● **Stated goal**: Each entry below is to be extracted exactly.

─── Information shown ───

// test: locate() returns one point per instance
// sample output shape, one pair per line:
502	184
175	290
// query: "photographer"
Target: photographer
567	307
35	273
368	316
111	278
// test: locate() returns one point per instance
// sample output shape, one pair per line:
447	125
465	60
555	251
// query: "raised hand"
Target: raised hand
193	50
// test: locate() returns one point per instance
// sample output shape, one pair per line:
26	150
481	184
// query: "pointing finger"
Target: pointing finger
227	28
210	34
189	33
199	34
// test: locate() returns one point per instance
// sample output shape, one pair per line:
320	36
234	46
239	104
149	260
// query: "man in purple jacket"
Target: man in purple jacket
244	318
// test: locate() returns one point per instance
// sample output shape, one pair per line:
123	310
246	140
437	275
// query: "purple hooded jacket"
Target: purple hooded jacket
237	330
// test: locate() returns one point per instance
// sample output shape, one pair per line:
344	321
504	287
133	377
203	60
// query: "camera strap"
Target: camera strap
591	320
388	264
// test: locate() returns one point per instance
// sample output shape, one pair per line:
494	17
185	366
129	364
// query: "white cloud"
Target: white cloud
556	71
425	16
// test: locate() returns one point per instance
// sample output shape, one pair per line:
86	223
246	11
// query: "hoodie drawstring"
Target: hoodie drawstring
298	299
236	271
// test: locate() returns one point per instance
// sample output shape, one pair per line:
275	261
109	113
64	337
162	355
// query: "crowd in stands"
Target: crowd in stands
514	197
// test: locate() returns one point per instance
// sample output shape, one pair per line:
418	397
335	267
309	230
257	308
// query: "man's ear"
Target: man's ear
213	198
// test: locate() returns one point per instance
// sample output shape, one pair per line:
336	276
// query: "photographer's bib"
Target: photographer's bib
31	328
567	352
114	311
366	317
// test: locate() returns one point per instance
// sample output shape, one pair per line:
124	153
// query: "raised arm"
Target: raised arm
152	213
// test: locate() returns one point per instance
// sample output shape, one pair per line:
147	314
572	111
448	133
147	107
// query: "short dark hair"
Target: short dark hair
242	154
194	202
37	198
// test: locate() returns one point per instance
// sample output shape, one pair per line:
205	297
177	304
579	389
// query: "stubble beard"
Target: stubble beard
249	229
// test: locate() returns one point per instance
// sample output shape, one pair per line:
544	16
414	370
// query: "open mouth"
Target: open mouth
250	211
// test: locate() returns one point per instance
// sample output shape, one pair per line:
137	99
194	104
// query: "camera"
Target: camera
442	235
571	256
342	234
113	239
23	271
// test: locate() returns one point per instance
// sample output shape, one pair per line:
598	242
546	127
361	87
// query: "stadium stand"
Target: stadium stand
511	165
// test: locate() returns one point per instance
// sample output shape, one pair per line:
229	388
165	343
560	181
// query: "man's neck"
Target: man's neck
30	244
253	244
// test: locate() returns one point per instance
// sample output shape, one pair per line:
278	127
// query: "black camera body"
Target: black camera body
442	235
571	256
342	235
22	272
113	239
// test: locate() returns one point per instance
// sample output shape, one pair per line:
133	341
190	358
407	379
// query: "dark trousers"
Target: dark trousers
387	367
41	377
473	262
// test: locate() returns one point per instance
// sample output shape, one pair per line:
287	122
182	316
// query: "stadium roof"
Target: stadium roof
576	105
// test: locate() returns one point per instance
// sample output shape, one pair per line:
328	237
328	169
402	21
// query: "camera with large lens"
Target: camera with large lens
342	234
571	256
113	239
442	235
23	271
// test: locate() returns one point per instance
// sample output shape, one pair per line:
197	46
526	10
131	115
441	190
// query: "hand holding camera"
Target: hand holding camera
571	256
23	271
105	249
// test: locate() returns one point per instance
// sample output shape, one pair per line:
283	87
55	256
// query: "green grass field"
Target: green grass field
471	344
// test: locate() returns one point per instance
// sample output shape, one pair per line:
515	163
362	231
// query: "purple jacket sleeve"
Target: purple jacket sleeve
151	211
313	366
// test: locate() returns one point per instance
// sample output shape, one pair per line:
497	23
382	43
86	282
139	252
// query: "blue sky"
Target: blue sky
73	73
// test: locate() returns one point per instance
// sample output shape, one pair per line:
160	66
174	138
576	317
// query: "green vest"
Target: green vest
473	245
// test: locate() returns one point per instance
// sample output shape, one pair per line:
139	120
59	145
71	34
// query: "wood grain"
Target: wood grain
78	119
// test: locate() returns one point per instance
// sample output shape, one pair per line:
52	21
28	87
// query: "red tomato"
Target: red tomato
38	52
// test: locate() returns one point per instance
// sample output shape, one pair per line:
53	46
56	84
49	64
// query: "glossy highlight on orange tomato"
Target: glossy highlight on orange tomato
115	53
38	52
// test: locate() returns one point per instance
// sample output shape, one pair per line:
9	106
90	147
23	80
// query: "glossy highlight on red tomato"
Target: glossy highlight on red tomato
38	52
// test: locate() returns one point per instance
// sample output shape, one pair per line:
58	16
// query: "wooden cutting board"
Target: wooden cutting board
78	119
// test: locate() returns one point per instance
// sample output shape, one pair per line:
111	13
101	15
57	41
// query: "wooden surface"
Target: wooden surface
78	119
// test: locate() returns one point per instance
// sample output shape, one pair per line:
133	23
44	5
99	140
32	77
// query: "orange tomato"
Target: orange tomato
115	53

───

● **Result for this exercise**:
// test: locate() returns one point per instance
// sample output shape, one pair per line:
502	184
175	290
// query: "photographer"
Target: photographer
567	307
35	273
368	316
111	278
// test: locate() returns one point per instance
// sample output shape, one pair per line:
447	125
465	60
555	251
// query: "raised hand"
Target: raised hand
193	50
// test: locate() returns one point per instance
// sample output shape, one pair per line:
26	150
481	184
// query: "pointing finger"
Target: pointing finger
227	28
210	34
189	33
199	34
// test: locate() returns one point per instance
// sample output shape, one pair per line:
320	36
234	46
239	104
149	260
// query: "man in purple jacket"
Target: man in purple jacket
244	318
// test: locate() returns one point per instance
// sample output shape, one pair per line:
123	310
246	140
437	275
// query: "purple hooded jacket"
Target: purple hooded jacket
237	330
// test: locate() returns one point per instance
// sample output shape, one pair per line:
344	321
504	287
133	377
203	60
// query: "camera strap"
Target: camera strap
591	320
388	264
// test: locate() returns one point per instance
// sample output shape, one pair per line:
494	17
185	366
129	364
// query: "white cloud"
Target: white cloud
556	71
425	16
// test: locate() returns one point per instance
// sample output shape, one pair per line:
86	223
246	11
// query: "hoodie drawstring"
Target: hoodie drawstring
298	299
236	271
// test: locate() returns one point per instance
// sample output shape, one pair per line:
275	261
109	113
64	337
162	355
// query: "crowd in stands"
Target: crowd in stands
514	197
// test: locate() returns one point per instance
// sample output shape, one pair per line:
418	397
335	267
309	230
257	308
// query: "man's ear"
Target: man's ear
213	198
// test: locate() returns one point per instance
// sample output shape, one pair per line:
336	276
// query: "photographer's bib"
Target: photographer's bib
31	328
567	352
114	311
366	317
// test: locate() returns one point per instance
// sample output shape, one pair per line:
124	153
// query: "raised arm"
Target: raised arm
152	213
// test: locate() returns one point per instance
// sample output shape, one pair per line:
147	314
572	111
448	133
147	107
// query: "short dark hair"
Target: short dark hair
242	154
194	202
37	198
// test: locate() returns one point per instance
// sample output shape, one pair per line:
205	297
177	304
579	389
// query: "stubble beard"
Target: stubble beard
249	229
// test: locate() returns one point per instance
// sample output shape, one pair per line:
544	16
414	370
// query: "open mouth"
Target: open mouth
250	211
// test: locate() returns one point per instance
// sample output shape, one pair per line:
137	99
194	104
// query: "camera"
Target: camera
442	235
571	256
342	234
113	239
23	271
// test: locate() returns one point per instance
// sample output shape, one pair per line:
598	242
546	127
361	87
// query: "stadium stand"
Target: stadium stand
511	165
// test: locate() returns one point per instance
// sample output shape, one pair per line:
229	388
165	343
560	181
// query: "man's neck"
Target: man's neck
30	244
253	244
// test: locate() returns one point per instance
// sample output shape, one pair per line:
278	127
// query: "black camera body"
Target: black camera body
442	235
571	256
342	235
22	272
113	239
// test: locate() returns one point per instance
// sample output shape, one pair per line:
133	341
190	358
407	379
// query: "dark trousers"
Target: dark trousers
387	367
41	377
473	262
// test: locate() returns one point per instance
// sample output shape, one pair per line:
287	122
182	316
// query: "stadium roof"
Target: stadium roof
576	105
// test: locate() returns one point per instance
// sample output shape, one pair per line:
328	237
328	169
402	21
// query: "camera with large lens"
Target: camera with large lens
342	234
571	256
113	239
442	235
23	271
// test: locate() returns one point per instance
// sample output shape, one pair per line:
197	46
526	10
131	115
441	190
// query: "hand holding camera"
Target: hand holding camera
571	256
23	271
105	249
// test: locate() returns one point per instance
// sample output shape, one pair per line:
283	87
55	256
// query: "green grass field"
Target: green grass field
471	344
// test: locate() returns one point per instance
// sample output shape, one pair per line:
515	163
362	231
// query: "purple jacket sleeve"
Target: purple jacket sleeve
151	211
313	366
// test: locate() returns one point per instance
// sample output shape, one pair per line:
497	23
382	43
86	282
139	252
// query: "blue sky"
Target: blue sky
73	73
// test: locate() returns one point per instance
// sample output shape, one pair per line:
160	66
174	138
576	317
// query: "green vest"
Target: green vest
473	245
// test: locate() returns one point per instance
// sample output shape, one pair per line:
139	120
59	145
71	34
// query: "wood grain"
Target: wood grain
78	119
// test: locate() returns one point per instance
// sample output shape, one pair per line:
52	21
28	87
// query: "red tomato"
Target: red tomato
38	52
// test: locate() returns one point per instance
// sample output shape, one pair per line:
53	46
56	84
49	64
// query: "glossy highlight on orange tomato"
Target: glossy highlight on orange tomato
115	53
38	52
// test: locate() returns one point per instance
// sample output shape, one pair per line:
9	106
90	147
23	80
// query: "glossy highlight on red tomato"
Target: glossy highlight on red tomato
38	52
// test: locate() returns one point per instance
// sample output shape, one pair per line:
58	16
// query: "wooden cutting board"
Target: wooden cutting board
78	119
// test: locate() returns one point per instance
// sample output shape, one pair per line:
111	13
101	15
57	41
// query: "wooden surface"
Target: wooden surface
78	119
// test: locate() returns one point per instance
// sample output shape, one pair per line:
133	23
44	5
99	140
32	77
// query: "orange tomato"
Target: orange tomato
115	53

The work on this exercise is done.